- **TEXTAUSZUG**
Nach den Vorlagen sind dann die Teppiche entstanden?

Ja, sie werden in Indien von Frauenhand gewebt, und man kann sie in den verschiedensten Größen bekommen. Es gibt auch Poster, gedruckt auf hervorragendem Papier, falls Leute die Kreation schön finden, aber nicht gleich 375 Euro und mehr für den Teppich ausgeben können oder wollen.

 

Kommt das Geld nur der Schule in Ghana zugute oder auch den Projekten, die sie  in Uganda, Burundi und Ruanda unterstützen?

Das Geld wird auf alle verteilt. Das wissen die Mädchen. Sie sind sehr selbstbewusst und stolz, dass ihre Entwürfe bald in Wohnungen überall auf der Welt liegen können.

 

Sie reisen regelmäßig selbst zu den Projekten. Wissen die Mädchen, dass Sie berühmt sind?

Ach Quatsch! Nein, die wissen nicht viel von der Modewelt, und die meisten haben auch nicht wirklich Zugang zu sozialen Netzwerken. Sie haben vielleicht ein bisschen Respekt, weil ich so lang bin, aber aufgeregt sind sie immer, egal wer kommt – mein Bruder, mein Team, meine Mama oder ich. Gerade meine Mama interessiert sie sehr, weil sie ihre eigenen Mütter sehr ehren und es spannend finden, zwei Generationen zu sehen. „Ah! Toni’s Mum“, rufen sie immer.

Wann haben Sie das erste Mal gemerkt, das Bildung ein Privileg ist?

Durch meine Reisen durch Afrika. Ich finde es beeindruckend, dass Mädchen dort alle nichts anderes wollen, als zur Schule zu gehen. Bei uns hängt es vielen ja phasenweise eher zum Hals heraus.

Sie wurden mit 14 entdeckt und haben schon als Schülerin sehr erfolgreich gemodelt, aber trotzdem noch Ihr Abitur gemacht. Das ist nicht unbedingt üblich in der Branche …

.… Ja, ich habe damals viel mit russischen und brasilianischen Models gearbeitet, die die Schule nicht abschließen konnten. Zum einen, weil sie zu weit weg von zu Hause waren, zum anderen, weil das auch nicht unterstützt wurde, die eigenen Familien rieten ihnen: „Mach den Job!“. Meinen Eltern dagegen waren die Jobs völlig egal. Die sagten: „Wer ist Calvin Klein? Du machst natürlich Dein Abi.“  Es gibt viele Behind-the-Scenes-Videos von Fashion Shows, in denen ich diese kleinen gelben Reclam-Hefte lese – Deutsch war einer meiner Leistungskurse. Und vor den Prüfungen habe ich drei Monate alles abgesagt, um mich vorzubereiten.

- **GEGEBENE DATEN**
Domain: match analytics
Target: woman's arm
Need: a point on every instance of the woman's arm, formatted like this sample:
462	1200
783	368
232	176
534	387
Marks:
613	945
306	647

- **AUFGABEN**
#1 Wo und von wem werden die Teppiche laut dem Interview gewebt?
#2 Schreiben Sie aus dem Interview den Abschnitt ab, der mit den Worten "Ja, sie werden" beginnt und mit "und Ruanda unterstützen?" endet.
#3 Führen Sie das Interview über Bildung und die Schulprojekte in Afrika von der Stelle an weiter, an der es aufhört.

- **SCHRIFTLICHE ANTWORTEN**
#1 Sie werden in Indien von Frauenhand gewebt.

#2
Ja, sie werden in Indien von Frauenhand gewebt, und man kann sie in den verschiedensten Größen bekommen. Es gibt auch Poster, gedruckt auf hervorragendem Papier, falls Leute die Kreation schön finden, aber nicht gleich 375 Euro und mehr für den Teppich ausgeben können oder wollen.

 

Kommt das Geld nur der Schule in Ghana zugute oder auch den Projekten, die sie  in Uganda, Burundi und Ruanda unterstützen?

#3
Hat das Modeln Ihren Blick auf die Schule geprägt?

Ich glaube, geprägt hat mich insgesamt die Erfahrung, schon früh zu arbeiten und gleichzeitig die Schule zu besuchen. Weil ich immer unterwegs war, immer busy, 60 Shows pro Monat machte, habe ich mich auf die Schulphasen umso mehr gefreut. Sie waren zwar akademisch anstrengender, aber ich bekam drei Mahlzeiten am Tag, hatte genug Schlaf und meine Mutter hat meine Wäsche gemacht. Ich habe schon gemerkt, es ist total easy, zu Hause zu leben, in die Schule zu dürfen und meine Freunde zu sehen. Diesen ganz normalen Schulalltag, den wollen die Mädchen in Afrika auch: Mit ihren Freundinnen Zeit verbringen, Cliquen gründen, zusammen lernen, an einem sicheren Ort und gut versorgt zu sein. Und sie arbeiten alle nebenbei.

Was machen sie?

Viele putzen jeden Morgen das ganze Haus, in der Regel kümmern sie sich um die kleineren Geschwister und, ganz wichtig, sie müssen Wasser holen, das allein kostet sie oft zwei Stunden Fußweg, danach geht es noch mal so lang zur Schule.

Sie haben schon einen Arbeitstag hinter sich, bevor sie ankommen.

Genau. Deshalb bauen wir nicht nur Schulen, sondern auch Boardinghäuser für sie. Aber auch da stehen sie täglich eine Stunde früher auf und machen ihre Räume sauber. Sie sind total fleißig.

Sie haben Ihre erste Patenschaft, ein Kind aus Vietnam, mit 16 Jahren übernommen. Stand dahinter schon der Wunsch, etwas zurückzugeben?

Dahinter stand meine Mutter. Wir hatten eine Broschüre von Plan International bei uns herumliegen, und sie fragte: „Du verdienst jetzt auch schon Geld, möchtest Du nicht ein Patenkind aufnehmen?“ Ich sagte, „Ja, cool, mache ich“. Da wurde gar nicht lange drüber gesprochen. Das Patenkind habe ich immer noch, mittlerweile sind drei weitere hinzugekommen.

Wie wurde daraus eine Stiftung?

Ich habe öfter Projekte unterstützt und auch viele kennengelernt, für die ich gern direkt gespendet hätte, was aber bei großen Hilfsorganisationen wegen des bürokratischen Apparats schwierig sein kann. Deshalb habe ich meine eigene Stiftung gegründet, die bewusst klein ist. So geht bei uns alles ein wenig einfacher und schneller.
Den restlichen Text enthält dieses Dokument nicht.